Take the stretch that opens with the line containing "Target = sunglasses" and closes with the line containing "x=1276 y=826", and write those lines out again with each "instance" switched to "occurrence" and everything else left as it is.

* start DATASET RECORDS *

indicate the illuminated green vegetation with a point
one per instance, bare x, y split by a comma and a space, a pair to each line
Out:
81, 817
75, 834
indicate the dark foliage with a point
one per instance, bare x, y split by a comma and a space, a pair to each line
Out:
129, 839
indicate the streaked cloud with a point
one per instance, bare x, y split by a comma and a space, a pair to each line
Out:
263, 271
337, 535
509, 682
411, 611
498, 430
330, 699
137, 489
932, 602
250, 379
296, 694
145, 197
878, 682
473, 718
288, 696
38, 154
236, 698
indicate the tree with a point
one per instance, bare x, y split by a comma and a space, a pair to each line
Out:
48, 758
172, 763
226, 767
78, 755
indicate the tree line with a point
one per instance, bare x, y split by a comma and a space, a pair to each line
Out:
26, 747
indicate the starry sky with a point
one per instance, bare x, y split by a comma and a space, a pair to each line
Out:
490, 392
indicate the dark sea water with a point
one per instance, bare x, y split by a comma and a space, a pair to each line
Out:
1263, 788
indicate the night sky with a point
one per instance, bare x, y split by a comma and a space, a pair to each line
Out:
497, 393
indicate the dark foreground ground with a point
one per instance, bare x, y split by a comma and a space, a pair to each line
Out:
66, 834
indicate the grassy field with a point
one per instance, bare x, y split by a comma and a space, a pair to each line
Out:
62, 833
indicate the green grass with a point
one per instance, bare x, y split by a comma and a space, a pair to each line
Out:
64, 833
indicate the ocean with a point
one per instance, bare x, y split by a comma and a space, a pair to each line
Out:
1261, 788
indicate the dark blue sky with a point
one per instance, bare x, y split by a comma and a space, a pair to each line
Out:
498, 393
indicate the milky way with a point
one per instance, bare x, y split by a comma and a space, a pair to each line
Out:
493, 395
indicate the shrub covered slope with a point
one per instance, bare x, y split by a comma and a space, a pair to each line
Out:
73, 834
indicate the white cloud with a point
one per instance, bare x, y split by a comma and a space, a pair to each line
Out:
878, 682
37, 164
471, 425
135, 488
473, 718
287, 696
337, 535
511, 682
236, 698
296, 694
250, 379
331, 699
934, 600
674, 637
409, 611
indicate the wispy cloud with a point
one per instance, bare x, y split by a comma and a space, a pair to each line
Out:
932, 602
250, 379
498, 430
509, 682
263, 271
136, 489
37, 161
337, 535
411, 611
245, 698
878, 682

* end DATASET RECORDS *
* start DATASET RECORDS *

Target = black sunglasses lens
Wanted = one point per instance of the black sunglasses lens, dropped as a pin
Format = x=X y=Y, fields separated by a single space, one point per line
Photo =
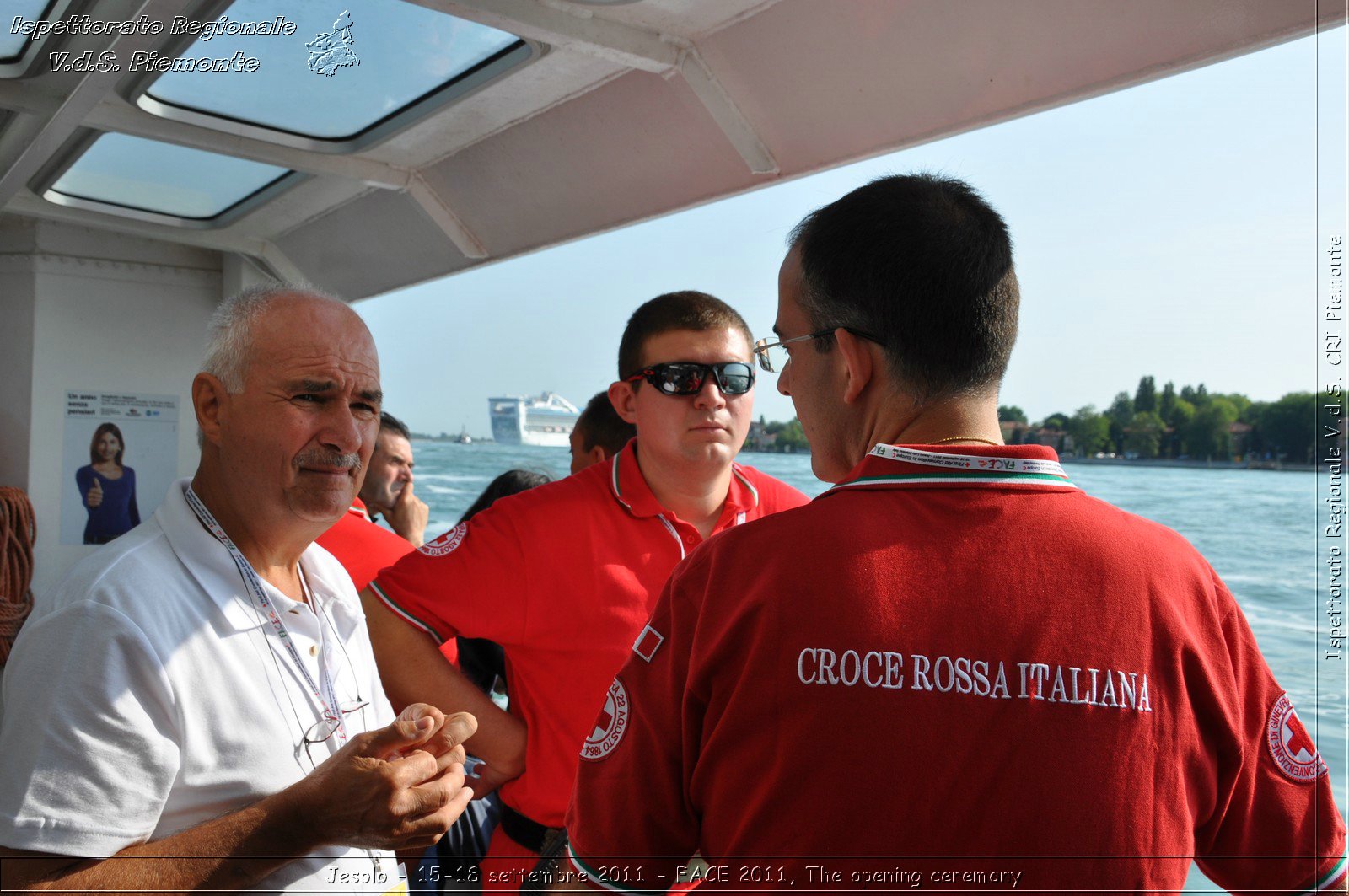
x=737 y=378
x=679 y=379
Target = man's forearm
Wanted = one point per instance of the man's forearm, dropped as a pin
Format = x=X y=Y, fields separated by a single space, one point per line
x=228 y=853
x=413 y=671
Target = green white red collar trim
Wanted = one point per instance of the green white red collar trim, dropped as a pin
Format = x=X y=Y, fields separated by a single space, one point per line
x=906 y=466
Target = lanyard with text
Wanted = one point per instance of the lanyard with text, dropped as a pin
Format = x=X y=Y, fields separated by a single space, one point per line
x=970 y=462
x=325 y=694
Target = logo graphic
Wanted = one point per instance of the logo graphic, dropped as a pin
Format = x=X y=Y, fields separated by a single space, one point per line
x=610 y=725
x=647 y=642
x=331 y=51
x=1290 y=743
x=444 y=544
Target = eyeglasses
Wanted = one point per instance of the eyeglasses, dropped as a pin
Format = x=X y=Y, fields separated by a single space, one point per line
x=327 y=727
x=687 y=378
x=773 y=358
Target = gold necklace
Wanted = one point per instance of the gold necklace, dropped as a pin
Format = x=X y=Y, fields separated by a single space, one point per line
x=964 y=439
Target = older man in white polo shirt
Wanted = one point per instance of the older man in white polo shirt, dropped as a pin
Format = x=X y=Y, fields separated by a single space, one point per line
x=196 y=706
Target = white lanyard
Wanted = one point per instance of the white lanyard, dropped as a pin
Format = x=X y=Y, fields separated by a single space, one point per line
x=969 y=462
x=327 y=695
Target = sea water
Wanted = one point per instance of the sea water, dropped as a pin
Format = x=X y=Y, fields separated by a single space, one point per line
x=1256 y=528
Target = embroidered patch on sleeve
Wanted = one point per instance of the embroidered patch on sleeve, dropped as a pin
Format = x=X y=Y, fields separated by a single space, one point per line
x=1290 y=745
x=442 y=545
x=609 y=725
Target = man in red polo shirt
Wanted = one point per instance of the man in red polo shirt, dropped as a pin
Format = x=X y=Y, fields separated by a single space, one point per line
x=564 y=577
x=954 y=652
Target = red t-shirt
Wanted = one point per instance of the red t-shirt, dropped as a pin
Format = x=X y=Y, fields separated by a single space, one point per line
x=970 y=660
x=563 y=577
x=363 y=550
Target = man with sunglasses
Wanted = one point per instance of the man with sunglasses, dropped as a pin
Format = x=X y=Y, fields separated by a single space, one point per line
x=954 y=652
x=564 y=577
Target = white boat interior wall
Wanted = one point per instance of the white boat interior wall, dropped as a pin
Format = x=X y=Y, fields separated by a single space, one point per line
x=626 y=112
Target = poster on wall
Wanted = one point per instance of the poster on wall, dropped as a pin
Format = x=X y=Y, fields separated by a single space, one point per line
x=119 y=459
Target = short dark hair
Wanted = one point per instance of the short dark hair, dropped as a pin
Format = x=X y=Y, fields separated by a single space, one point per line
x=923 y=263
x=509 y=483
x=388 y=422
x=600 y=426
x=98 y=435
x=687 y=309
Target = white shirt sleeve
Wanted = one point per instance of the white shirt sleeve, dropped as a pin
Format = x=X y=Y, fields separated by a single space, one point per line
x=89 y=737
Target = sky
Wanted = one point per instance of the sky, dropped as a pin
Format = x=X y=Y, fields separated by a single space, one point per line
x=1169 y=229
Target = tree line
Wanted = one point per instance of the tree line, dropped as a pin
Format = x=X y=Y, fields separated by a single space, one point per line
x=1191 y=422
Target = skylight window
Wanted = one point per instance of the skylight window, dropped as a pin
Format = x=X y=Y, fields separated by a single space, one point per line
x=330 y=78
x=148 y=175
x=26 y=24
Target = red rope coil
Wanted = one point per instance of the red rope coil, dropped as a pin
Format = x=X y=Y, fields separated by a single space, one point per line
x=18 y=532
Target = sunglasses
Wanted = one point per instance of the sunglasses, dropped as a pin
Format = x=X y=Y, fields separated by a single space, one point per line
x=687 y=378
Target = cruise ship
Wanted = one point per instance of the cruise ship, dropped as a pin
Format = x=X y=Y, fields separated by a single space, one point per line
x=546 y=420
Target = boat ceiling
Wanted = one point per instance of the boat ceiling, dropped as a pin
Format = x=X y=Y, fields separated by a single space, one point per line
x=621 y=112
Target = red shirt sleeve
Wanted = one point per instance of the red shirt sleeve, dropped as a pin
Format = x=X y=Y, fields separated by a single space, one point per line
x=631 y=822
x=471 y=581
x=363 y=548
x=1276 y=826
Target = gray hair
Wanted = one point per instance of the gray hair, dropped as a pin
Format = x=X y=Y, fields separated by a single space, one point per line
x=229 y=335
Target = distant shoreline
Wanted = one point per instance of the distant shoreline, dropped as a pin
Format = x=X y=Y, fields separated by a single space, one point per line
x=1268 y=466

* end DATASET RECORDS *
* start DATASET RECORDS *

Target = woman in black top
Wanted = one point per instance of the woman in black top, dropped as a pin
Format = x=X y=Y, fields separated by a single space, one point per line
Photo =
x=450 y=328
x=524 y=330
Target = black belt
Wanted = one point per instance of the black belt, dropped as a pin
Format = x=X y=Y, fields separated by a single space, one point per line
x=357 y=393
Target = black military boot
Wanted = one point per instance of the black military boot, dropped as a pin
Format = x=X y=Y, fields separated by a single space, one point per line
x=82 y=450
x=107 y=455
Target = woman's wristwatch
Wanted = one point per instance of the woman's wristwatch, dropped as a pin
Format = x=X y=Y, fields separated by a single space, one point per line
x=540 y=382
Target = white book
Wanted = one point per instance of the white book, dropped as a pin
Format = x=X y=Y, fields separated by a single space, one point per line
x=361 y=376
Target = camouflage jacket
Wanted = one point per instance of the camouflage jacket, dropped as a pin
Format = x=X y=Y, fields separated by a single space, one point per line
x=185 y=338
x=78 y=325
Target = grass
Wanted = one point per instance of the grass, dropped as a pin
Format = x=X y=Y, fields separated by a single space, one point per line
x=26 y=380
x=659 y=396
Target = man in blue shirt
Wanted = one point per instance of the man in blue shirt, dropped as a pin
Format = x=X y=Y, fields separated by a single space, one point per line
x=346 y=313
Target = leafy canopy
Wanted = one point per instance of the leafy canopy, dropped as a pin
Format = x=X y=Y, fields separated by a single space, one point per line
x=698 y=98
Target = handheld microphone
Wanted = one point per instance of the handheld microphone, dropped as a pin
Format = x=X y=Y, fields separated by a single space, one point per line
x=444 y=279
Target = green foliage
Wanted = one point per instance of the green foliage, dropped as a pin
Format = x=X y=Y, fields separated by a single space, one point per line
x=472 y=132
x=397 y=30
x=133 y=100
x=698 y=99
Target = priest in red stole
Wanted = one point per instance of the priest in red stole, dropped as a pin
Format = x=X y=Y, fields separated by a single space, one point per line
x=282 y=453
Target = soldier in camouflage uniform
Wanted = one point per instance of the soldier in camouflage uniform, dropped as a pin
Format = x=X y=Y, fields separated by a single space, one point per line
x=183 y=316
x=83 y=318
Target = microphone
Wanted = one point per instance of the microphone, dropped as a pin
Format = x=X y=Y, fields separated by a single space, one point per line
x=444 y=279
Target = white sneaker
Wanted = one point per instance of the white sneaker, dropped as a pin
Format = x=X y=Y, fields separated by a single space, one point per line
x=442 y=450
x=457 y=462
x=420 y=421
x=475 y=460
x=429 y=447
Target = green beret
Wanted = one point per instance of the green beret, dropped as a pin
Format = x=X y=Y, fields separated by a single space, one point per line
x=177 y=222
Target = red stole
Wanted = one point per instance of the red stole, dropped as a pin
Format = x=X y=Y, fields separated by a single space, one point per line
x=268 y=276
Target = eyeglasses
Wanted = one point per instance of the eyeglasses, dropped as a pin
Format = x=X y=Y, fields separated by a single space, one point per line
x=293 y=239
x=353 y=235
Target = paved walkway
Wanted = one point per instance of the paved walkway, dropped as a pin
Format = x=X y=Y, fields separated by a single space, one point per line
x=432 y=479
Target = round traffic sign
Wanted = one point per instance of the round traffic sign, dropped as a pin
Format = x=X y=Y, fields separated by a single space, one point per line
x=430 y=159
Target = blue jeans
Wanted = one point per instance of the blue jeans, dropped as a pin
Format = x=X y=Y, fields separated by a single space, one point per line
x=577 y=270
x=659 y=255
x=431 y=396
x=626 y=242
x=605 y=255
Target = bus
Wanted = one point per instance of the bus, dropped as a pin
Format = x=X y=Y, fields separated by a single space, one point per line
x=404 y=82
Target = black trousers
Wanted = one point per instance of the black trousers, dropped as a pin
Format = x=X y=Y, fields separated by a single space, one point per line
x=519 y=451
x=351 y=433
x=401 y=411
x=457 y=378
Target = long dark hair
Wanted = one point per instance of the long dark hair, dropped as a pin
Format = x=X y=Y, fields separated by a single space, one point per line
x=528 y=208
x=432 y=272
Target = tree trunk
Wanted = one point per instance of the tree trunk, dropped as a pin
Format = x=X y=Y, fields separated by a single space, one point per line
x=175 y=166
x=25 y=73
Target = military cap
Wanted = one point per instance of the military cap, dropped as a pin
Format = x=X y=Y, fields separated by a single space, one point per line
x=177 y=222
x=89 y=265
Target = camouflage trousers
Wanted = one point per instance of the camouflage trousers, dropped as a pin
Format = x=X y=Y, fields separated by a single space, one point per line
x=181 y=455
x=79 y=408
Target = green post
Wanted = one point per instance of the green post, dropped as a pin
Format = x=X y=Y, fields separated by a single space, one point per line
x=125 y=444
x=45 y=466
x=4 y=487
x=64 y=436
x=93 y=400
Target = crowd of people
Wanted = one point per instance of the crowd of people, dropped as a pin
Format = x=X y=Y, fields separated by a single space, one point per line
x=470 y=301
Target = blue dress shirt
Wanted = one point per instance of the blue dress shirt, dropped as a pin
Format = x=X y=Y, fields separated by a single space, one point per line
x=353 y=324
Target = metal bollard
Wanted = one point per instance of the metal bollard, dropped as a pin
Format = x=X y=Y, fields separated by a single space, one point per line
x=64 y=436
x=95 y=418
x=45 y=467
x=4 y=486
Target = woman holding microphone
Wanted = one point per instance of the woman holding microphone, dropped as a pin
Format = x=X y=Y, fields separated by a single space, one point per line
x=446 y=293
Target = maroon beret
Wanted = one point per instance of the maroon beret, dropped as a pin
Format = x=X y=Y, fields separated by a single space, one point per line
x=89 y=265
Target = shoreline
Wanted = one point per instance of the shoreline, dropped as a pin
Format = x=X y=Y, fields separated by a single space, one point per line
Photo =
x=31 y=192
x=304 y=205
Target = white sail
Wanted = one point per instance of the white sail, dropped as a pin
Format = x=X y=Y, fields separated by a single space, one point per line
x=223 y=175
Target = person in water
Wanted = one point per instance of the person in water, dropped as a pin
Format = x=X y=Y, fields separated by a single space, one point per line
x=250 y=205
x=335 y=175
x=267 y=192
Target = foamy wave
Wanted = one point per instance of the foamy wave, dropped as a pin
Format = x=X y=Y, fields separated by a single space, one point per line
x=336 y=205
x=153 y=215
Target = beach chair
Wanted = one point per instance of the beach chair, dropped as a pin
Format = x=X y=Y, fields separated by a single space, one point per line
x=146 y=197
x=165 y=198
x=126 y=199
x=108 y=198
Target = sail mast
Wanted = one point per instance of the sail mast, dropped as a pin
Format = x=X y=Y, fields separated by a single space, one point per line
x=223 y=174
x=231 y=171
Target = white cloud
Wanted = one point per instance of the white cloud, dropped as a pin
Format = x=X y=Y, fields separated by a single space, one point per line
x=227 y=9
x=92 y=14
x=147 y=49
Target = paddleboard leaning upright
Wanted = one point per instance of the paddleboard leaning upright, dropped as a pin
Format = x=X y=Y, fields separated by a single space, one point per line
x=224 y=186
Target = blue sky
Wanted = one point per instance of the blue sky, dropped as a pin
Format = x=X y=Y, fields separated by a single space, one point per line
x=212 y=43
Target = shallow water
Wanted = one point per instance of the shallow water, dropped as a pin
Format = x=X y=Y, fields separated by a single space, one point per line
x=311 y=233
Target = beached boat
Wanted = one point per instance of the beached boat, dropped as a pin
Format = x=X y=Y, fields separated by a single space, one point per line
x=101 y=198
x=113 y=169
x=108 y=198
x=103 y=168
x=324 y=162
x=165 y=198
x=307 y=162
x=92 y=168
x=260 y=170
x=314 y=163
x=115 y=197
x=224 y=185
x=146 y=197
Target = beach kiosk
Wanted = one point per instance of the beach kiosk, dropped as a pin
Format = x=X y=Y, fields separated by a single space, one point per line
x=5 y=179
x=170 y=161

* end DATASET RECORDS *

◆ **RESULT**
Target = sunglasses
Wanted = one point per occurrence of the sunglasses, dropped as a pin
Format = x=X y=Y, fields separated by a single space, one point per line
x=687 y=378
Target = cruise ship
Wanted = one point per occurrence of the cruise ship, dropped as a pin
Format = x=X y=Y, fields separated by a single space, one point per line
x=546 y=420
Target = boat ceiling
Wanted = one point per occurrence of the boat ceiling, dropped as a pin
Format = x=X y=Y, fields separated by a single space, one point per line
x=621 y=112
Target = red shirt sleeve
Wanted = one point per occurrence of the red shirt sleeve, dropped as a pin
Format = x=X y=Y, fields separated by a single space, one point per line
x=631 y=822
x=471 y=581
x=363 y=548
x=1276 y=826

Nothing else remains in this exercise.